WHAT THIS TASK INVOLVES: No pictures, please. Copy exactly the lines from the one with "Target: roof ridge" through the final line below.
(RECORDS TO USE)
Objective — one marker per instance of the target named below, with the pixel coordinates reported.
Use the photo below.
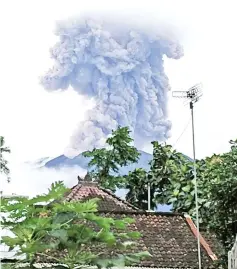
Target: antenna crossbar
(193, 94)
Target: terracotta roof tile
(108, 201)
(167, 236)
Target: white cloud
(39, 124)
(30, 181)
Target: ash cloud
(120, 66)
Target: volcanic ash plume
(123, 70)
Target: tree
(172, 181)
(105, 162)
(70, 234)
(3, 163)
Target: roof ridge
(203, 242)
(120, 199)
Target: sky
(36, 123)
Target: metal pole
(149, 197)
(196, 193)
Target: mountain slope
(63, 161)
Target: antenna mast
(192, 96)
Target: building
(170, 238)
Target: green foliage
(107, 161)
(3, 162)
(47, 228)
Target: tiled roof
(108, 201)
(169, 237)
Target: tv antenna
(192, 95)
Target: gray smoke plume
(122, 68)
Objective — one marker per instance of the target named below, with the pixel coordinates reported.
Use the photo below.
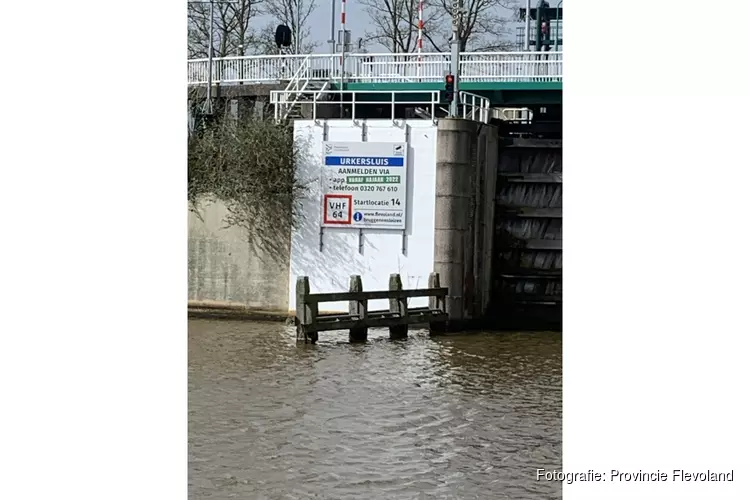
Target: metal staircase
(301, 90)
(314, 94)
(End RECORDS TO USE)
WRITTEN RESPONSE:
Target: roof ridge
(203, 242)
(120, 199)
Target: sky
(36, 123)
Target: metal pole
(149, 197)
(196, 193)
Target: mountain slope
(63, 161)
Target: antenna mast
(192, 96)
Target: building
(170, 238)
Target: green foliage
(107, 161)
(3, 162)
(47, 228)
Target: tiled roof
(108, 201)
(169, 237)
Target: tv antenna
(192, 95)
Target: gray smoke plume
(122, 68)
Objective — one marker per instance of the target named below, with the pixel coordinates reported.
Use the photo below.
Target: metal staircase
(301, 90)
(314, 94)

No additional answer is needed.